begin Excerpted data
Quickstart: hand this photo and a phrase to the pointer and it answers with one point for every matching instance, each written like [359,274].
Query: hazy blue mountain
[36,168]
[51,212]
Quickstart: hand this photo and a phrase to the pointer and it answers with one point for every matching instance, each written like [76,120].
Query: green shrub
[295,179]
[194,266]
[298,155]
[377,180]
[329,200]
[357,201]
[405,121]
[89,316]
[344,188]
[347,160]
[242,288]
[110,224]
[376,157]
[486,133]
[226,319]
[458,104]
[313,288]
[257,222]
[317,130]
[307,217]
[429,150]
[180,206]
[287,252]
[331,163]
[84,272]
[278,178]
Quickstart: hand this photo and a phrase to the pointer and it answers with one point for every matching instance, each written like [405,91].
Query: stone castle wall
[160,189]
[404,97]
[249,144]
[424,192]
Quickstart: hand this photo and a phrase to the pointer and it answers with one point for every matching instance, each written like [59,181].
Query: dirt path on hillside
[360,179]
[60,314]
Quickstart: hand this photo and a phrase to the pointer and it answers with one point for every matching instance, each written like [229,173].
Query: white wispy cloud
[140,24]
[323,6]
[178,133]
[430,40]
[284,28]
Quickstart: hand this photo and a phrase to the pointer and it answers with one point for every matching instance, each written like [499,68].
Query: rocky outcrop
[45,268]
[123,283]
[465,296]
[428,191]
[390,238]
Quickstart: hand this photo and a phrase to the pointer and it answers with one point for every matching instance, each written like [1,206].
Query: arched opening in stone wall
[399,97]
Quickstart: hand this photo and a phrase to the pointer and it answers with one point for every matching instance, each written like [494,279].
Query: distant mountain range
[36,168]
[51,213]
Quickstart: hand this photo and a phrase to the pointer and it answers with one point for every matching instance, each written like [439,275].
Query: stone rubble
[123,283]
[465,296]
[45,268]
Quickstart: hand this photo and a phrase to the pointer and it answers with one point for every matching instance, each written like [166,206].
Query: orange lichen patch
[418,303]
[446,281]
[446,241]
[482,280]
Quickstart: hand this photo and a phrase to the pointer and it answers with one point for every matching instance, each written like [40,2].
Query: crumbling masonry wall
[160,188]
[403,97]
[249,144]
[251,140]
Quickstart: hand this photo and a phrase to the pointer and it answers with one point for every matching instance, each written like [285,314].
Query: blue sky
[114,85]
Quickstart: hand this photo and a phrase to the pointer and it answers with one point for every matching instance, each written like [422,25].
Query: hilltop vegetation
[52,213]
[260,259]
end Excerpted data
▶ **What is needed**
Quote the rows above word for word, from the line containing "written like [494,279]." through the end of the rows, with both ends included.

▶ **Response to this exercise**
Quickstart: hand this photo and a phrase to the pointer and it answers with one point for every matching instance, each written like [494,279].
Query: distant mountain range
[36,168]
[51,213]
Quickstart: hand this photo and a phrase to the pointer and it answers with one point for every matching instance, each written like [439,275].
Query: stone rubble
[123,283]
[465,296]
[45,268]
Quickstart: hand this photo and a phrase to the pointer and it answers with one point for every matching instance, each written like [166,206].
Query: orange lichen patch
[418,303]
[446,281]
[446,241]
[482,280]
Quickstart: hand this photo and a phrase to the pointer and it answers with one point for every matching instance, each written like [40,2].
Query: crumbling masonry wall
[160,188]
[403,97]
[249,144]
[251,140]
Quickstart: hand this photo and a phrase to the pointer and it answers with one point for every matching instance, each written like [285,314].
Query: blue sky
[114,85]
Quickstart: hand this photo and a phrase to the pointer and it answers with one point for every matching instance, each written like [422,25].
Query: hilltop vegetation
[52,213]
[260,259]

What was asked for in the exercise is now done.